Dataset entries:
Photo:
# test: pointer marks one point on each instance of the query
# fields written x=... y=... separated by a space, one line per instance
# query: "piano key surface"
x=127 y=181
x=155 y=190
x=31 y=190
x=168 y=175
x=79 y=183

### SET TASK
Update the lines above by replacing every occurrence of "instance" with "occurrence", and leave everything else unchanged.

### ANSWER FOR THE TASK
Photo:
# test: pointer marks one point on each occurrence of the query
# fields written x=... y=... separated by a space, one line per occurrence
# query: "piano key surface"
x=127 y=181
x=155 y=190
x=31 y=190
x=168 y=175
x=79 y=183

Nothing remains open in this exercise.